* **EXTRACTED TEXT**

Segment Open

One wonders why a VC would invest in any of these firms.

VCs have customers too. 

They are called fund investors.  Every few years the VC goes around and calls on fund investors like the Harvard Endowment and asks them to invest in the VC’s next fund.  Promises are made, previous investments used to show success.  At least this is what the top tier VCs do.

To have a top tier, there has to be a bottom tier.  These types also make the rounds, albeit to a different class of investor.  They have some story crafted by their marketing team about their theme for this next round.  For a time, many of them pursued the DevOps category using the typically nonsensical Gartner forecasts and quadrants to deliver what an unsuspecting mind would consider “the truth.”  They got their round done.

So now our VC needs to invest.  They need to do it NOW.  They need to report back at the quarterly meeting they have invested in X firms, each has brought in a new CEO, probably a new VP of Sales who is likely their pal from a previous gig. 

The new CEO sits in the office, in the chair of the guy who just found out about his Sabbatical, and tells everyone how he chose this deal over all others.  Some actually believe him or her.

The VC then forces the company to put as much of the new invested round into pushing sales and marketing as fast as possible. 

At this point the company makes a life’s choice:  transaction or big story.

Sauce Labs was the big story leader.  Sauce Labs was the company who delivered cross browser testing at scale.  If you had big needs to make that Christmas Holiday season, delivering 100 or more web apps on phones with your specials, Sauce Labs delivered.

Sauce Labs was the only company it seemed to many, who delivered the big picture that even an executive could understand.  Deliver the perfect app, not the perfect test.

Then came the transaction mentality. 

Driven probably by boards looking for that liquidity event, many DevOps companies went into transaction mode.  Drive transactions!

To do so requires a typically mindless Sales VP who really lives in transaction-land.  And these DevOps companies always found one.

Every day became a grind for that $23,500 transaction from each of a score of salespeople.

Segment Closed

Dataset entries
Segment Open

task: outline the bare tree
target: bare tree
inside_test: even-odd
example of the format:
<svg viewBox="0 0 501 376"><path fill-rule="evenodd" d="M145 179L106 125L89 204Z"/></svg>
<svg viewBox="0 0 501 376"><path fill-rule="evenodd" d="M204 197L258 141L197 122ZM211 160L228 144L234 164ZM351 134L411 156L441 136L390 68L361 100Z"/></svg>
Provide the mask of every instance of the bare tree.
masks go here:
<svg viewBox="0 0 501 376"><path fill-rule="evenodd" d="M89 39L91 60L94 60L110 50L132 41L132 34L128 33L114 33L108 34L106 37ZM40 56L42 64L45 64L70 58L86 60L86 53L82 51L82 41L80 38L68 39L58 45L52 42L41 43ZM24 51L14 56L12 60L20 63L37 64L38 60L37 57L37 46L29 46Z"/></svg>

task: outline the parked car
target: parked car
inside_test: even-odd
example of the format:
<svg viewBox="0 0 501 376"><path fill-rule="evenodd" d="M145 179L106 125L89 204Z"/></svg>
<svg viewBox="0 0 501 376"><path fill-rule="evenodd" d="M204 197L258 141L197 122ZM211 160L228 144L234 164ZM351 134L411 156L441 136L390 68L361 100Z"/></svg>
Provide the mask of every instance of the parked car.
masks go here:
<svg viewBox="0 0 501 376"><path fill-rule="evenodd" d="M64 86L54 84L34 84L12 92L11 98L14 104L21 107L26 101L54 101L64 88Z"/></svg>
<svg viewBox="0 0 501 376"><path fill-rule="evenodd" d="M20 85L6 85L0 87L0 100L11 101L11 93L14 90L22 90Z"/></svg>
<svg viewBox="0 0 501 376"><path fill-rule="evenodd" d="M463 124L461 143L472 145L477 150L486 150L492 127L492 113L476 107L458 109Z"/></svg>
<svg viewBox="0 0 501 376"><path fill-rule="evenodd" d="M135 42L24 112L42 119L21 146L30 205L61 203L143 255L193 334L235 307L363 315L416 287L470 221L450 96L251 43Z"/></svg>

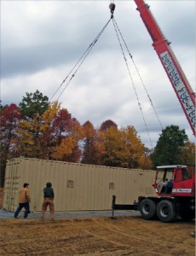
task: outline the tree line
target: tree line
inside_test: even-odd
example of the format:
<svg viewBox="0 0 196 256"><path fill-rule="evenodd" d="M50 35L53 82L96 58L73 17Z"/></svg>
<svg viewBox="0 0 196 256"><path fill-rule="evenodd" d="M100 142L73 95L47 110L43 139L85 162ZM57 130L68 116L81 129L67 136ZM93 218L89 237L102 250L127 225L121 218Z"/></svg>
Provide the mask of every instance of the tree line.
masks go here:
<svg viewBox="0 0 196 256"><path fill-rule="evenodd" d="M149 149L133 125L118 128L110 119L99 128L89 120L81 125L37 90L26 93L19 106L1 106L0 122L0 187L7 160L20 156L144 170L194 163L194 143L178 126L167 126L155 148Z"/></svg>

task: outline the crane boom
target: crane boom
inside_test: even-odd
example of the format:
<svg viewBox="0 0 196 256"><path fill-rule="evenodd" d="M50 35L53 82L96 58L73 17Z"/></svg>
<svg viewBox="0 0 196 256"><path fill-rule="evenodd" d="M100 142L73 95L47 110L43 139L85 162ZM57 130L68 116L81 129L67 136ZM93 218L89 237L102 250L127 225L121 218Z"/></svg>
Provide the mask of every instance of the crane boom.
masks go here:
<svg viewBox="0 0 196 256"><path fill-rule="evenodd" d="M192 90L181 65L153 18L149 5L143 0L134 0L137 10L152 38L153 46L170 80L184 113L195 136L195 93Z"/></svg>

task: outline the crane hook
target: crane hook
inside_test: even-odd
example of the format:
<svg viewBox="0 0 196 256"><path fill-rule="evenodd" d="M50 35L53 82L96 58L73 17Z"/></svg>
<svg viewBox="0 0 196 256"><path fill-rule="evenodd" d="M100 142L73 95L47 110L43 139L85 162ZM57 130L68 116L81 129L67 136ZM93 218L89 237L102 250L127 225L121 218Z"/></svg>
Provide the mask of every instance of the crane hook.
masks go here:
<svg viewBox="0 0 196 256"><path fill-rule="evenodd" d="M111 12L111 19L113 18L113 12L114 12L115 7L116 7L116 5L112 3L111 3L109 4L109 9L110 9L110 12Z"/></svg>

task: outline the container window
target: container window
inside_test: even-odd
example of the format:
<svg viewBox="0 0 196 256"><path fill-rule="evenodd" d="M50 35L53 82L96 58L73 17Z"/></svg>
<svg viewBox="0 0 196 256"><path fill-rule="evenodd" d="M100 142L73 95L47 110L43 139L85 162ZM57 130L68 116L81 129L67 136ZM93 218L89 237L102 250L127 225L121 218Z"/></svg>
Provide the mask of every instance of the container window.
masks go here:
<svg viewBox="0 0 196 256"><path fill-rule="evenodd" d="M114 189L114 183L109 183L109 189Z"/></svg>
<svg viewBox="0 0 196 256"><path fill-rule="evenodd" d="M73 188L73 180L67 180L67 188Z"/></svg>

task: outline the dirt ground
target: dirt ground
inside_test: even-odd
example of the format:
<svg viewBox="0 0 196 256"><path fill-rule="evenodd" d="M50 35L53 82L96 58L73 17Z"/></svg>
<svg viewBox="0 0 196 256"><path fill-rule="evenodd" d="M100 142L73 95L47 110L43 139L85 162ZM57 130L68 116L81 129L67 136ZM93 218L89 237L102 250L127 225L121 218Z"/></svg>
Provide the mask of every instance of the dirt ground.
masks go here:
<svg viewBox="0 0 196 256"><path fill-rule="evenodd" d="M194 230L140 216L0 219L0 255L194 256Z"/></svg>

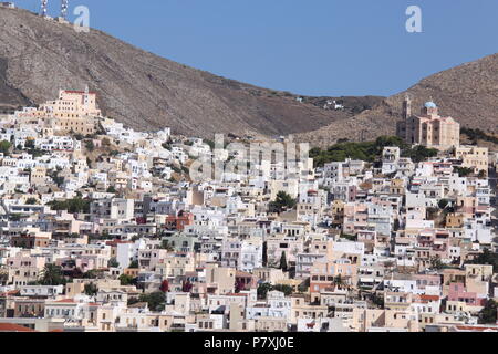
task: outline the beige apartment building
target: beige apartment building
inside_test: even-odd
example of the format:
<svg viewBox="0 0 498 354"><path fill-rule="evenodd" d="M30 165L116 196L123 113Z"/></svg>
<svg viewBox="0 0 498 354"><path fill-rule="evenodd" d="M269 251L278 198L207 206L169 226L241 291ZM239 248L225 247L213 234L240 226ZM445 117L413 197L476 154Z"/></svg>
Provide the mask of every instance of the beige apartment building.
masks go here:
<svg viewBox="0 0 498 354"><path fill-rule="evenodd" d="M39 108L17 112L18 118L46 118L55 131L91 135L96 131L97 117L102 116L96 105L96 93L85 91L59 91L59 98L41 104Z"/></svg>

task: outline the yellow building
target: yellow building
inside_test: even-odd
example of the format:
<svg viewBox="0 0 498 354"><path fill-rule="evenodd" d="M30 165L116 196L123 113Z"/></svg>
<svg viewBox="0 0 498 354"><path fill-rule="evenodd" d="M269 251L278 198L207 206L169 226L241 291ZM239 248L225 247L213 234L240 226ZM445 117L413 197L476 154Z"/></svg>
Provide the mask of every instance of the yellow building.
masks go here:
<svg viewBox="0 0 498 354"><path fill-rule="evenodd" d="M102 116L96 105L96 93L85 91L59 92L59 98L41 104L39 108L28 108L17 112L21 119L43 119L54 129L64 133L73 132L83 135L94 134L96 117Z"/></svg>
<svg viewBox="0 0 498 354"><path fill-rule="evenodd" d="M437 149L449 149L460 144L460 125L452 117L439 115L437 105L429 101L424 104L419 116L412 114L412 101L406 97L403 104L404 122L397 134L408 144L424 145Z"/></svg>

Segment Closed

* **TASK A**
In the text about VC-backed DevOps companies, what did Sauce Labs deliver?
* **TASK B**
Translate this sentence from the text about VC-backed DevOps companies into Spanish: "At this point the company makes a life’s choice:  transaction or big story."
The listing is separate material and has no connection to the text about VC-backed DevOps companies.

* **ANSWER SECTION A**
Sauce Labs delivered cross browser testing at scale.

* **ANSWER SECTION B**
En este punto, la empresa toma una decisión vital: transacción o gran historia.